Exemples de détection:
==========

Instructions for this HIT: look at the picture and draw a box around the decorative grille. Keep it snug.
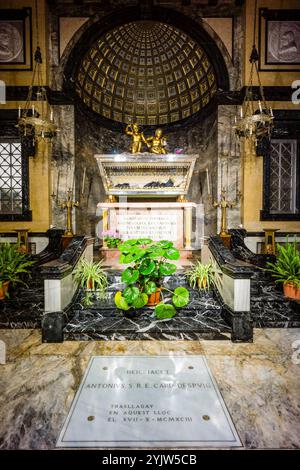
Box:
[270,140,297,214]
[0,142,22,214]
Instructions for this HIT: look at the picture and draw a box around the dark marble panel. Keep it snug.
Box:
[208,236,256,279]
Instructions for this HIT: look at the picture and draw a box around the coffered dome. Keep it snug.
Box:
[75,21,217,125]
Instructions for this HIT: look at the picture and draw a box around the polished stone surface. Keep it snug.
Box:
[57,355,241,448]
[0,329,300,449]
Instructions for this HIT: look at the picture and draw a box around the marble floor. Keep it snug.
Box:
[0,328,300,449]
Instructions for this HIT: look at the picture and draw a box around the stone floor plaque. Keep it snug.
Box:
[57,355,241,448]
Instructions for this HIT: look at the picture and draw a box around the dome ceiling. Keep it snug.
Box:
[75,21,217,125]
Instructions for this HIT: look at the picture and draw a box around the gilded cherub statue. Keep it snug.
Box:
[125,123,148,153]
[147,129,167,154]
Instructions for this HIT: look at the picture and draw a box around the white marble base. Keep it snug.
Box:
[201,245,250,312]
[96,201,204,249]
[44,244,93,313]
[57,355,241,448]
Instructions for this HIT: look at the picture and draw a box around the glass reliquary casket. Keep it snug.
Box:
[95,154,197,197]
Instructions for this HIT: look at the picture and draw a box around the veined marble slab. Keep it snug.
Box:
[57,355,241,448]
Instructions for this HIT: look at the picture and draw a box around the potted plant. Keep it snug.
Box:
[267,239,300,300]
[102,230,122,249]
[115,238,189,318]
[0,243,34,300]
[73,258,108,305]
[186,261,214,290]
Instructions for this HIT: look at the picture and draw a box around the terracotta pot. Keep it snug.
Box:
[0,281,9,300]
[197,277,207,289]
[283,282,300,300]
[147,289,161,307]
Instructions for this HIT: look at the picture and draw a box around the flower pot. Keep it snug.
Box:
[0,281,9,300]
[147,288,161,307]
[283,282,300,300]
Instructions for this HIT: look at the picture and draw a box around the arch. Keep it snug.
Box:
[61,7,230,131]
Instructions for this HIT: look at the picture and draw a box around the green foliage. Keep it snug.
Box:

==========

▸ Consigne: Recopie la liste depuis la ligne qui contient « foliage. Keep it snug. » jusqu'à la fin, en remplaçant « green foliage » par « climbing ivy » sans rien changer d'autre.

▸ Résultat:
Instructions for this HIT: look at the picture and draw a box around the climbing ivy. Keep it snug.
Box:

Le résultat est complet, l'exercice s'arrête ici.